[Vorliegender Textauszug]
■ ■ ■ ■ ■

Aus: Learning all the time, 1989, S. 162
 

Ich will nicht, dass Kinder ihre gesamte Zeit an Orten verbringen müssen, die speziell für Kinder vorbereitet wurden, mit Menschen, die speziell ausgebildet sind, um sich um sie zu kümmern, unabhängig davon, wie nett diese Orte und Menschen sein mögen. Kinder brauchen viel mehr als das – eine Gesellschaft, die offen, zugänglich, sichtbar für all ihre Bürger ist, jung und alt, und in der jeder Bürger, wie jung oder alt auch immer er sein mag, das Recht hat, eine aktive, ernsthafte, verantwortliche und nützliche Rolle zu spielen.
Aus: Instead of education, 1976, S. 137
 

Es ist eine erst vor kurzem aufgekommene Vorstellung, und eine verrückte noch dazu, dass wir unseren jungen Menschen etwas über die Welt, in der sie leben, beibringen sollten, indem wir sie aus ihr entfernen und sie in Ziegelsteinkästen einsperren.
Aus: The underachieving school, 1970, S. 30
 

Stellen Sie sich vor, ich reise mit einer Zeitkapsel in die Zukunft und komme schließlich fünfhundert Jahre von hier in einer intelligenten, das Leben verbessernden und verfeinerten
Zivilisation an. Einer der Bewohner kommt mir zur Begrüßung entgegen, führt mich herum und erklärt mir seine Gesellschaft. Irgendwann, nachdem er mir gezeigt hat, wo die Leute
wohnen, arbeiten, spielen, frage ich ihn: „Aber wo sind denn Ihre Schulen?“
“Schulen? Was sind Schulen?“ erwidert er.
“Schulen sind Orte, wo die Menschen hingehen, um etwas zu lernen.“
“Ich verstehe nicht“, sagt er, „man kann überall lernen, an jedem Ort.“
“Das weiß ich“, sage ich, „aber eine Schule ist ein besonderer Ort mit speziellen Menschen, die einem Dinge beibringen und die einem helfen, Dinge zu lernen.“
“Es tut mir leid, aber ich verstehe immer noch nicht. Jeder hilft anderen, Dinge zu lernen. Jeder, der etwas weiß oder kann, kann einem anderen helfen, der mehr darüber lernen will.
Warum sollte es dafür spezielle Menschen geben?“
Und so sehr ich mich auch bemühe, ich kann ihm nicht klarmachen, warum wir meinen, dass Bildung und Lernen vom restlichen Leben getrennt sein sollte, ja getrennt sein muss.
Aus: Freedom and beyond, 1972, S. 117
 

… es kommt häufig vor, dass jemand sagt, normalerweise mit erboster Stimme: “Lernen kann nicht immer Spaß machen!“ (Was sie normalerweise damit meinen ist “Lernen kann nie Spaß machen, sonst ist es nicht wirklich Lernen.“) Das ist ein großer Irrtum. Dinge herauszufinden, Probleme zu lösen, macht genauso viel Spaß wie andere Dinge, die wir Menschen tun. Was Vergnügen und Aufregung angeht, gibt es fast nichts, das besser ist, und wenige Dinge sind ebenbürtig.

■ ■ ■ ■ ■

[Bereitgestellte Daten]
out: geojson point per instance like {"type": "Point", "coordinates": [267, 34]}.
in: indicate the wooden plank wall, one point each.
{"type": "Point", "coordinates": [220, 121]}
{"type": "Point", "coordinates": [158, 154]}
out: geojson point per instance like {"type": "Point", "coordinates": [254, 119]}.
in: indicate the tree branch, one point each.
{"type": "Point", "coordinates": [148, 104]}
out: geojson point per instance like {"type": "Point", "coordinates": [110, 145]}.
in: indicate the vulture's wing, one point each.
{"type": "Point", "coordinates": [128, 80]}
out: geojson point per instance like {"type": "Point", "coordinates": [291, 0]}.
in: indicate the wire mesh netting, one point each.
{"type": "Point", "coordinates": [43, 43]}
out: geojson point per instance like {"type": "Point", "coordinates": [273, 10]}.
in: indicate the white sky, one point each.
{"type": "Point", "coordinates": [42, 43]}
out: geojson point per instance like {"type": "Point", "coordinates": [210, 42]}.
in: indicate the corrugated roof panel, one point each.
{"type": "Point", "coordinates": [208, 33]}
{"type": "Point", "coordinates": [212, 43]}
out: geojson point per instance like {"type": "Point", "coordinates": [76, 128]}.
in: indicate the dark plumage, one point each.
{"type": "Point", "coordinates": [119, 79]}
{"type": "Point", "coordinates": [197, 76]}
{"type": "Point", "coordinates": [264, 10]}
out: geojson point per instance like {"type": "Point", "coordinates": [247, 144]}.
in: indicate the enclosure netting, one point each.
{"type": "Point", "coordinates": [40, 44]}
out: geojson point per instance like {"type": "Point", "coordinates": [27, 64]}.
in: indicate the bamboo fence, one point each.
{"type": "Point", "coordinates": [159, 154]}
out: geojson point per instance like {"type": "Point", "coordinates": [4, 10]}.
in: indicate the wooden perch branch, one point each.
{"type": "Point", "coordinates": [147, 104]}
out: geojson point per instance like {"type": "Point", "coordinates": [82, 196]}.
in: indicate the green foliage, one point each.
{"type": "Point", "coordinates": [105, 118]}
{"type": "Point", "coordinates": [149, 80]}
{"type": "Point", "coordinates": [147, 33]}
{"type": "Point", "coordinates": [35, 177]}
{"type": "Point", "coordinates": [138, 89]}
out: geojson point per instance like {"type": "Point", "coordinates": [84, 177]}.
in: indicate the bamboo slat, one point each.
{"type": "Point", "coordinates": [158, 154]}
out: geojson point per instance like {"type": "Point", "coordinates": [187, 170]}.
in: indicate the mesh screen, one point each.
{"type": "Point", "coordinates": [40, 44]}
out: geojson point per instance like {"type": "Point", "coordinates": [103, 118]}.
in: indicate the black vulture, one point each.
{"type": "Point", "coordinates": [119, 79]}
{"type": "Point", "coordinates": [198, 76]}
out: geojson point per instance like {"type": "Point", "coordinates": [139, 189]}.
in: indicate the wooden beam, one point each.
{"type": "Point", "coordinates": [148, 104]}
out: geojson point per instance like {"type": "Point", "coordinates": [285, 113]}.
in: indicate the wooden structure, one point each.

■ ■ ■ ■ ■

Erläutern Sie anhand des Textauszugs, weshalb der Bewohner der künftigen Zivilisation nicht begreift, wozu es Schulen geben sollte.

Für ihn kann man überall, an jedem Ort, lernen. Außerdem hilft jeder anderen beim Lernen: Wer etwas weiß oder kann, hilft dem, der mehr darüber lernen will. Deshalb sieht er keinen Grund für einen besonderen Ort mit speziellen Menschen.